• [TASK BRIEF]: Could you put every line from the one holding "Identify the neighboring" through the end of the rows, inclusive, into a JSON list of strings with one string per line and no blank lines?

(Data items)
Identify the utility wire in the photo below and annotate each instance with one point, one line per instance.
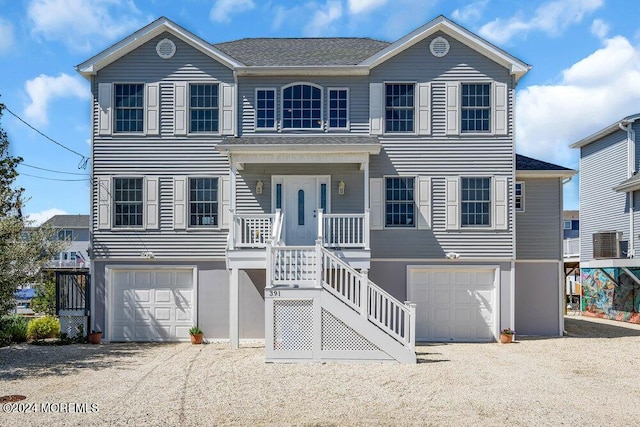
(53, 179)
(51, 170)
(84, 159)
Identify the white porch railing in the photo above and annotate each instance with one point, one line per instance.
(318, 267)
(344, 230)
(571, 247)
(253, 230)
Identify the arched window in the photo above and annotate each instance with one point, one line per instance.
(302, 107)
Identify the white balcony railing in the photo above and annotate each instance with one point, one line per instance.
(571, 247)
(344, 230)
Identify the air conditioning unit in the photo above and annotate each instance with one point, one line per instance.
(606, 244)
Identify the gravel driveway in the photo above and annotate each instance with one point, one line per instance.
(590, 377)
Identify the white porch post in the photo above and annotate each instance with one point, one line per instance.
(365, 166)
(234, 308)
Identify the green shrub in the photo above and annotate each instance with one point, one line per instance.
(43, 327)
(14, 328)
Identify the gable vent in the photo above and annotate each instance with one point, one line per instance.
(439, 47)
(606, 244)
(166, 48)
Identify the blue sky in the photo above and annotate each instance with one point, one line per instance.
(585, 56)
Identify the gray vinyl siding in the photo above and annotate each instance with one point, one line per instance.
(603, 165)
(164, 156)
(538, 298)
(439, 156)
(538, 228)
(358, 87)
(350, 202)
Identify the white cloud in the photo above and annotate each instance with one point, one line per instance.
(43, 89)
(592, 94)
(320, 24)
(222, 9)
(38, 218)
(599, 28)
(6, 35)
(551, 18)
(470, 13)
(364, 6)
(79, 24)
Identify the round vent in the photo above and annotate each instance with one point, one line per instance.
(166, 48)
(439, 47)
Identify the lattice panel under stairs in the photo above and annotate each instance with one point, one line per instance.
(336, 335)
(70, 325)
(293, 325)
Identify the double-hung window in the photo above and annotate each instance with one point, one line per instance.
(128, 202)
(203, 202)
(519, 196)
(476, 202)
(129, 107)
(399, 107)
(203, 108)
(476, 107)
(399, 202)
(265, 108)
(302, 107)
(338, 108)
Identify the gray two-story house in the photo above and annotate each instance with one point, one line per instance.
(338, 197)
(610, 220)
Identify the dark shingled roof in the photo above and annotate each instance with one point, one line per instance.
(68, 221)
(301, 52)
(524, 163)
(300, 139)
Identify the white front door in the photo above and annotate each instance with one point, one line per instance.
(300, 210)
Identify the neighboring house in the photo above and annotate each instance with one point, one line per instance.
(300, 190)
(75, 230)
(610, 220)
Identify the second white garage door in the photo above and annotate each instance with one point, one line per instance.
(151, 305)
(453, 304)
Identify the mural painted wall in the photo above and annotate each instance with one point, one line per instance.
(611, 293)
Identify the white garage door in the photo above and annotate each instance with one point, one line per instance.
(453, 304)
(151, 305)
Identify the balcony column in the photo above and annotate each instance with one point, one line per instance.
(234, 308)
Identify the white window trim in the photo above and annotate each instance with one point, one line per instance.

• [FULL SOLUTION]:
[
  "Identify the neighboring house in the photo above and annotate each instance with one point, one line per instance.",
  "(300, 190)",
  "(75, 230)",
  "(610, 220)",
  "Identify the second white garage door in the photo above and annotate each instance with one point, one line per instance.",
  "(151, 305)",
  "(453, 304)",
  "Identify the mural painted wall in the photo above and annotate each instance with one point, one line per instance.",
  "(611, 293)",
  "Identify the white garage door in the photo above and annotate each instance with one point, one line per instance.",
  "(453, 304)",
  "(151, 305)",
  "Identify the balcony column in the photo above and annotate each instance with one point, one line per instance.",
  "(234, 308)",
  "Identify the white window trim in the photo above and annotate each instance with one point, one line per instance."
]